» **Collection entries**:
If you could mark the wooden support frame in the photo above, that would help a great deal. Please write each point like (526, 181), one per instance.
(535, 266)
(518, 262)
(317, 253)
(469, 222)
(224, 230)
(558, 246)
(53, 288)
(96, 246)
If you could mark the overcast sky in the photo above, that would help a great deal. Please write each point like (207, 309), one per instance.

» **What needs to be done**:
Once more, write out the records above, exactly as they stand.

» **Answer to this task**:
If you could mark the wooden support frame in the photo above, that would help a great deal. Please write each point like (526, 181), one per instance.
(535, 266)
(518, 262)
(317, 253)
(469, 222)
(224, 230)
(558, 246)
(53, 288)
(96, 246)
If you could mark the overcast sky in the photo above, that would help a great deal. Please write each point like (207, 309), one per instance.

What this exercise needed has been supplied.